ABOUT THIS EXERCISE -> Set down, please, without alteration, the lines of the entries below from the first through the one containing "Target: man's fingers".

== MATERIAL FOR THIS TASK

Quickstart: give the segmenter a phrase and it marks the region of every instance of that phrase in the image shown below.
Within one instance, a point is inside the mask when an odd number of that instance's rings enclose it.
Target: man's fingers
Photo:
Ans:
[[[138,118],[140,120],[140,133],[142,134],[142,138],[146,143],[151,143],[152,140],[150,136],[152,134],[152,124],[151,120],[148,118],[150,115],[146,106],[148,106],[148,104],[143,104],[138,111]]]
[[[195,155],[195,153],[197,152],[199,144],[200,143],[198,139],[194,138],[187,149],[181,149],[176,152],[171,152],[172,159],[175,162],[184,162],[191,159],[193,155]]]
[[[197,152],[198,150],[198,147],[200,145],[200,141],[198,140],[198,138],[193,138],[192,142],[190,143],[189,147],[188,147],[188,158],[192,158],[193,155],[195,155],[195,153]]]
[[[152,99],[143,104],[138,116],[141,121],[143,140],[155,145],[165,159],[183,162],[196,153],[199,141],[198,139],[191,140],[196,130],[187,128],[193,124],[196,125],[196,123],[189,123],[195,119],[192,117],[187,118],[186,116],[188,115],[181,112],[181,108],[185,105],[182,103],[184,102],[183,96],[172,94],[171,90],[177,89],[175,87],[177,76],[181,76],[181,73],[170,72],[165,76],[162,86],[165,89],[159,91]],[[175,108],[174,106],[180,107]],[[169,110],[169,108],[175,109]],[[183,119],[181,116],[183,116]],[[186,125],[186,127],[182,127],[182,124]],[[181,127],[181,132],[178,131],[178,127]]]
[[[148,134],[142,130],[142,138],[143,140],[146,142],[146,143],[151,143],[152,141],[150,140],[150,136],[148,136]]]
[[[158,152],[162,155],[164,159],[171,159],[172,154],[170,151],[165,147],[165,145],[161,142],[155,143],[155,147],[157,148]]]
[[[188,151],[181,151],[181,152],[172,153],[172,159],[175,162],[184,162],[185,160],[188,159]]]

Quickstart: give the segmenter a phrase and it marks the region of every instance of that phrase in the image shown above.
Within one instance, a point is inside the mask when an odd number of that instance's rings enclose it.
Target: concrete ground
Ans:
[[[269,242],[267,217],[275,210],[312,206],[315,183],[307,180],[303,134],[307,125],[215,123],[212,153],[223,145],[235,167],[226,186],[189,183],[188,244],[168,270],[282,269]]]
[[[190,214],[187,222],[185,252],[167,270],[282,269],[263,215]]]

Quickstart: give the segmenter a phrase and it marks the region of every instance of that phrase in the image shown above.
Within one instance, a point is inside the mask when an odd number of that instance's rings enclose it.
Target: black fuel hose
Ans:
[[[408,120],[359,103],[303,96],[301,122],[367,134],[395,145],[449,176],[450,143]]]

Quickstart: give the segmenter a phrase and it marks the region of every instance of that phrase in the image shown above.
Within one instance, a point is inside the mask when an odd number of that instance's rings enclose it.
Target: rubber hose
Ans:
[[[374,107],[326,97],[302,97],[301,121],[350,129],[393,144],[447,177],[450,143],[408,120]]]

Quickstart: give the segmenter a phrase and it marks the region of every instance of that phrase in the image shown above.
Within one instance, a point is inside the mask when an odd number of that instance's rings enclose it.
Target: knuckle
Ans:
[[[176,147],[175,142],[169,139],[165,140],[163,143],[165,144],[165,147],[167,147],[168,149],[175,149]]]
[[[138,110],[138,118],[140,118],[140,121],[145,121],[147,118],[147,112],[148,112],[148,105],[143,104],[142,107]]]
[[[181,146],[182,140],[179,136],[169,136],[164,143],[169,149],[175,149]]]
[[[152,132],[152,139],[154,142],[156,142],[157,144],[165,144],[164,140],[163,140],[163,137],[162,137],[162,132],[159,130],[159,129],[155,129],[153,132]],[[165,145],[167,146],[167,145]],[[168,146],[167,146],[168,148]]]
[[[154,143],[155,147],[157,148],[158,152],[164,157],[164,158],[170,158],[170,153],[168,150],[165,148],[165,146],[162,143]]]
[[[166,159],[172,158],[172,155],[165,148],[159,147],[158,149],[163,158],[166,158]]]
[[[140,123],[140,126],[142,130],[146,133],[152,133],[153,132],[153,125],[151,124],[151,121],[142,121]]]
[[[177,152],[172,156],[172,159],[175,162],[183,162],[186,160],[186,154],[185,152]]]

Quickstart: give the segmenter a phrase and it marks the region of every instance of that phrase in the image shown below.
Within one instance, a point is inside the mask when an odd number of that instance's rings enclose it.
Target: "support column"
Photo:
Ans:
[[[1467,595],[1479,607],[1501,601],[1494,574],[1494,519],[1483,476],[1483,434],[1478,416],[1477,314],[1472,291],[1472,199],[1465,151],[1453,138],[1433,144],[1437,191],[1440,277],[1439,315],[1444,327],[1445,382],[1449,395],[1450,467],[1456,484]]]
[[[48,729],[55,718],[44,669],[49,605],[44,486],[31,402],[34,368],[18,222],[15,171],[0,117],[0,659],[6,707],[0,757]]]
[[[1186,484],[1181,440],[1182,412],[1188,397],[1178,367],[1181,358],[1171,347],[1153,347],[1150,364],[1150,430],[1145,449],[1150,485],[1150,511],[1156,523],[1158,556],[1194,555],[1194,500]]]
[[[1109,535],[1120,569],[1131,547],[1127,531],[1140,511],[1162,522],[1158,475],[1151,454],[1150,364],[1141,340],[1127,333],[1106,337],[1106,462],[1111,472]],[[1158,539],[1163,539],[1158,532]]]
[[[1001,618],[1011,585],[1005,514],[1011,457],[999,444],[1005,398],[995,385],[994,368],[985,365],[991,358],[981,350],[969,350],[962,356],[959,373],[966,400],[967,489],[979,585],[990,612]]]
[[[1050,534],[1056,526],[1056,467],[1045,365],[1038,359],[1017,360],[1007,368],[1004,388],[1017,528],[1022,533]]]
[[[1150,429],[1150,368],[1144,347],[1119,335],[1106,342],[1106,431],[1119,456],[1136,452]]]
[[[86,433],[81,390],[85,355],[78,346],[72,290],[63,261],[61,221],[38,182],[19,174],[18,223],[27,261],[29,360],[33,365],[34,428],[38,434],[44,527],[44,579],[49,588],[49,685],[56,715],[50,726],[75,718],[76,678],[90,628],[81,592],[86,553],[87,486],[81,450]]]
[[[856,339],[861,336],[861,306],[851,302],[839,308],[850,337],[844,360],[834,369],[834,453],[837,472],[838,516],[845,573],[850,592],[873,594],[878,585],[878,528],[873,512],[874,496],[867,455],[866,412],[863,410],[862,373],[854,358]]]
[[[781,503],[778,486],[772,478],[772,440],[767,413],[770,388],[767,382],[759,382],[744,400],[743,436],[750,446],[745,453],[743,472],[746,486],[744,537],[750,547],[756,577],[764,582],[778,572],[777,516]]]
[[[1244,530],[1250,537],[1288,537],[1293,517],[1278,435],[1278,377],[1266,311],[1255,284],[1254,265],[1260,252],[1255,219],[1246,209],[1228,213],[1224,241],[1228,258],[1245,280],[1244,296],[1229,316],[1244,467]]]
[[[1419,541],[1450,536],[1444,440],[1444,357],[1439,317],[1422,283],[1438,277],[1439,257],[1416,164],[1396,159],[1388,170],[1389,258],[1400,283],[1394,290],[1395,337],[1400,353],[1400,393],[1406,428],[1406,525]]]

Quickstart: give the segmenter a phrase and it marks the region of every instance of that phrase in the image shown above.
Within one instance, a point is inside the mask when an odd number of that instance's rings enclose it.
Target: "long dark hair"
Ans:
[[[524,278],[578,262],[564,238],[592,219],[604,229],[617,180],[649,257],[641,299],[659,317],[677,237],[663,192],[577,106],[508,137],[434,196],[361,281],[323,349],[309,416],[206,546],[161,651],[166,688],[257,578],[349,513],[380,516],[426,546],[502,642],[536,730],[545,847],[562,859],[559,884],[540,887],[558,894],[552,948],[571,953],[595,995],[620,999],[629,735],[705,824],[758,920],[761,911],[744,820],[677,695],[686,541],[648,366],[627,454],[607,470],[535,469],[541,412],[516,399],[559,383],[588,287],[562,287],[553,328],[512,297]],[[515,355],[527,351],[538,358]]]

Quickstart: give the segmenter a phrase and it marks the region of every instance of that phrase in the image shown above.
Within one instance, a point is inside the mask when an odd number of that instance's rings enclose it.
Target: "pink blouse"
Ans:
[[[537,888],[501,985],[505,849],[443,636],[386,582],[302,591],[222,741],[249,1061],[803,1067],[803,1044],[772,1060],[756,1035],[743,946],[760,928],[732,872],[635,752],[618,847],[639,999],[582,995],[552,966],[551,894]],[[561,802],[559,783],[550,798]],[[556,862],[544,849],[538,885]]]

====

EXERCISE SOLUTION ->
Quickstart: give the segmenter a phrase and it marks the region of every instance of that phrase in the image shown below.
Within one instance, a point is inside the mask when an odd number of that instance's rings enclose it.
Target: man's fingers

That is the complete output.